[Collected data entries]
***
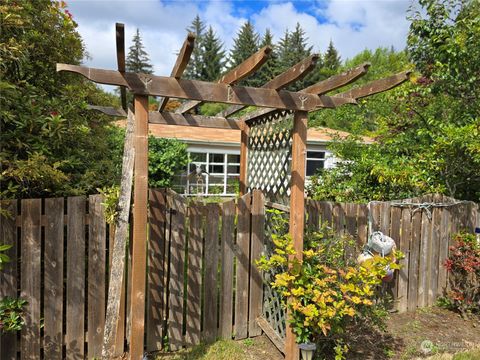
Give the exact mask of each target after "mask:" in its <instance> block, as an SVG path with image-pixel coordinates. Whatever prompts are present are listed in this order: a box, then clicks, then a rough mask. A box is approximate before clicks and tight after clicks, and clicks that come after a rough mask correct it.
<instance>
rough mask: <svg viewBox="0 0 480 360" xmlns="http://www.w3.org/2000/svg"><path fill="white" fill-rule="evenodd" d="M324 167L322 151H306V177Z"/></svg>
mask: <svg viewBox="0 0 480 360" xmlns="http://www.w3.org/2000/svg"><path fill="white" fill-rule="evenodd" d="M324 167H325V152H324V151H307V171H306V175H307V176H312V175H315V174H316V173H317V171H318V170H319V169H323V168H324Z"/></svg>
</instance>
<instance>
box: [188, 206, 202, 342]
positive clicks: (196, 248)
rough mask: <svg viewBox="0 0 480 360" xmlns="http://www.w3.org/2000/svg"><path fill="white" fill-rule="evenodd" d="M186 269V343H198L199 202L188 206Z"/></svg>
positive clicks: (199, 282) (201, 310) (199, 271)
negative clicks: (186, 311)
mask: <svg viewBox="0 0 480 360" xmlns="http://www.w3.org/2000/svg"><path fill="white" fill-rule="evenodd" d="M188 214H189V238H188V271H187V282H188V284H187V319H186V324H187V325H186V334H185V343H186V345H197V344H199V343H200V340H201V337H200V325H201V314H202V309H201V291H202V257H203V244H202V240H203V231H202V228H203V226H202V218H203V211H202V205H201V204H200V203H193V204H191V205H190V207H189V208H188Z"/></svg>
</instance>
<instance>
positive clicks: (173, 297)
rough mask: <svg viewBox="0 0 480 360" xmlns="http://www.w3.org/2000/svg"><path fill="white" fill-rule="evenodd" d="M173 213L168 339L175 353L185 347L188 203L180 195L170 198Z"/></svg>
mask: <svg viewBox="0 0 480 360" xmlns="http://www.w3.org/2000/svg"><path fill="white" fill-rule="evenodd" d="M168 199H169V206H170V209H171V213H172V220H171V221H172V223H171V234H170V236H171V244H170V284H169V288H170V291H169V299H168V306H169V314H168V338H169V346H170V349H171V350H173V351H175V350H178V349H180V348H181V347H182V346H183V345H184V338H183V322H184V319H183V298H184V295H185V294H184V288H183V284H184V265H185V241H186V238H185V235H186V234H185V216H186V211H187V209H186V202H185V199H184V198H182V197H181V196H180V195H177V194H172V195H171V196H169V198H168Z"/></svg>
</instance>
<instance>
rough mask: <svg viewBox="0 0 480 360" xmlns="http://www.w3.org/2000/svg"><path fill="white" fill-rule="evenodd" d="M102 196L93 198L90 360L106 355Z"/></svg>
mask: <svg viewBox="0 0 480 360" xmlns="http://www.w3.org/2000/svg"><path fill="white" fill-rule="evenodd" d="M103 201H104V198H103V196H102V195H91V196H89V206H88V209H89V224H88V229H89V236H88V315H87V317H88V338H87V340H88V358H90V359H91V358H100V357H101V356H102V344H103V330H104V327H105V307H106V301H105V300H106V294H105V285H106V284H105V275H106V258H105V253H106V236H107V232H106V230H107V229H106V223H105V214H104V211H103V205H102V202H103Z"/></svg>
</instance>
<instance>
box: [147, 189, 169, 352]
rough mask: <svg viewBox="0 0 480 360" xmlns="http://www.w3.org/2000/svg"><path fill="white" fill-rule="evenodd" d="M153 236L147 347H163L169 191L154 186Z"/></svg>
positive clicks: (152, 205) (148, 265)
mask: <svg viewBox="0 0 480 360" xmlns="http://www.w3.org/2000/svg"><path fill="white" fill-rule="evenodd" d="M149 208H150V212H149V216H150V217H149V230H150V234H149V239H148V271H147V287H148V291H147V318H146V332H147V339H146V340H147V341H146V348H147V351H157V350H161V349H162V341H163V316H164V314H165V304H164V298H163V293H164V291H165V284H164V282H163V280H164V277H165V275H164V271H165V270H164V266H165V244H166V241H165V217H166V206H165V193H164V190H161V189H152V190H150V193H149Z"/></svg>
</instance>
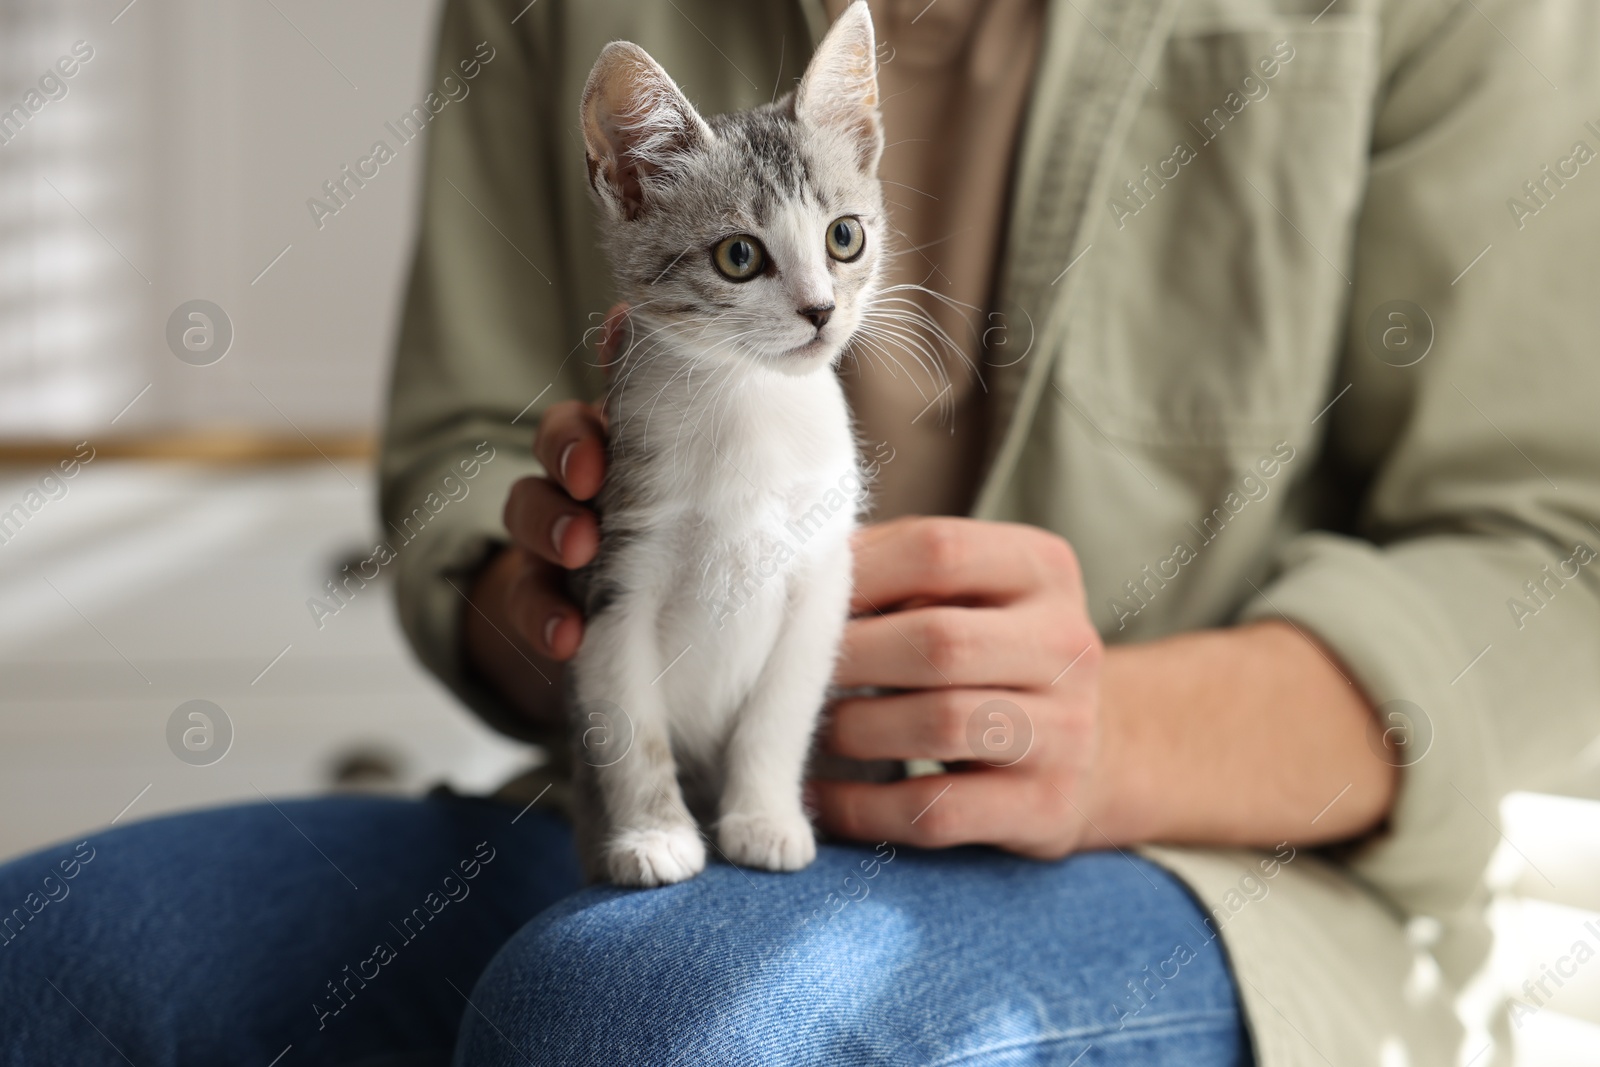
***
## INSTRUCTIONS FOR THE TASK
Leave out all images, then reproduce the entries above exactly.

## WRITTEN REPLY
Give the exact mask of each target after "mask:" in its <instance> block, as an SVG path with image-pixel coordinates. Whatever prompts are present are listed in this order: a box, then clicks, then a rough mask. A box is approximate before clicks and tight after clicks, and clicks that come after a rough mask correct it.
<instance>
rough mask: <svg viewBox="0 0 480 360" xmlns="http://www.w3.org/2000/svg"><path fill="white" fill-rule="evenodd" d="M324 167L322 151H306V177Z"/></svg>
mask: <svg viewBox="0 0 480 360" xmlns="http://www.w3.org/2000/svg"><path fill="white" fill-rule="evenodd" d="M324 167H325V152H324V151H307V171H306V175H307V176H312V175H315V174H316V173H317V171H318V170H319V169H323V168H324Z"/></svg>
</instance>
<instance>
box: [188, 206, 202, 342]
positive clicks: (196, 248)
rough mask: <svg viewBox="0 0 480 360" xmlns="http://www.w3.org/2000/svg"><path fill="white" fill-rule="evenodd" d="M186 269V343H198L199 202L188 206Z"/></svg>
positive clicks: (199, 282) (201, 310) (199, 271)
negative clicks: (186, 311)
mask: <svg viewBox="0 0 480 360" xmlns="http://www.w3.org/2000/svg"><path fill="white" fill-rule="evenodd" d="M188 214H189V238H188V271H187V282H188V284H187V319H186V324H187V325H186V334H185V343H186V345H197V344H199V343H200V340H201V337H200V325H201V314H202V309H201V291H202V257H203V244H202V240H203V231H202V228H203V226H202V218H203V211H202V205H201V204H200V203H193V204H191V205H190V207H189V208H188Z"/></svg>
</instance>
<instance>
positive clicks: (173, 297)
rough mask: <svg viewBox="0 0 480 360" xmlns="http://www.w3.org/2000/svg"><path fill="white" fill-rule="evenodd" d="M173 213L168 339L175 353L185 347L188 203L180 195L170 198Z"/></svg>
mask: <svg viewBox="0 0 480 360" xmlns="http://www.w3.org/2000/svg"><path fill="white" fill-rule="evenodd" d="M168 199H169V206H170V209H171V213H172V220H171V221H172V223H171V234H170V236H171V244H170V284H169V288H170V291H169V299H168V306H169V314H168V338H169V346H170V349H171V350H173V351H175V350H178V349H180V348H181V347H182V346H183V345H184V338H183V322H184V319H183V298H184V295H185V294H184V288H183V284H184V265H185V241H186V238H185V235H186V234H185V216H186V211H187V209H186V202H185V199H184V198H182V197H181V196H180V195H177V194H172V195H171V196H169V198H168Z"/></svg>
</instance>
<instance>
rough mask: <svg viewBox="0 0 480 360" xmlns="http://www.w3.org/2000/svg"><path fill="white" fill-rule="evenodd" d="M102 196L93 198L90 360L106 355Z"/></svg>
mask: <svg viewBox="0 0 480 360" xmlns="http://www.w3.org/2000/svg"><path fill="white" fill-rule="evenodd" d="M103 201H104V198H103V196H102V195H91V196H89V206H88V209H89V224H88V229H89V236H88V315H87V317H88V338H87V340H88V358H90V359H91V358H100V357H101V356H102V344H103V330H104V327H105V307H106V301H105V300H106V294H105V285H106V284H105V275H106V258H105V253H106V236H107V232H106V230H107V229H106V223H105V214H104V211H103V205H102V202H103Z"/></svg>
</instance>
<instance>
box: [147, 189, 169, 352]
rough mask: <svg viewBox="0 0 480 360" xmlns="http://www.w3.org/2000/svg"><path fill="white" fill-rule="evenodd" d="M153 236L147 347H163L169 191L154 186Z"/></svg>
positive clicks: (152, 205) (148, 265)
mask: <svg viewBox="0 0 480 360" xmlns="http://www.w3.org/2000/svg"><path fill="white" fill-rule="evenodd" d="M149 208H150V212H149V216H150V217H149V230H150V234H149V239H148V271H147V287H148V291H147V318H146V332H147V339H146V340H147V341H146V348H147V351H157V350H161V349H162V341H163V316H164V314H165V304H164V298H163V293H164V291H165V284H164V282H163V280H164V277H165V275H164V271H165V270H164V266H165V244H166V241H165V217H166V206H165V193H164V190H161V189H152V190H150V193H149Z"/></svg>
</instance>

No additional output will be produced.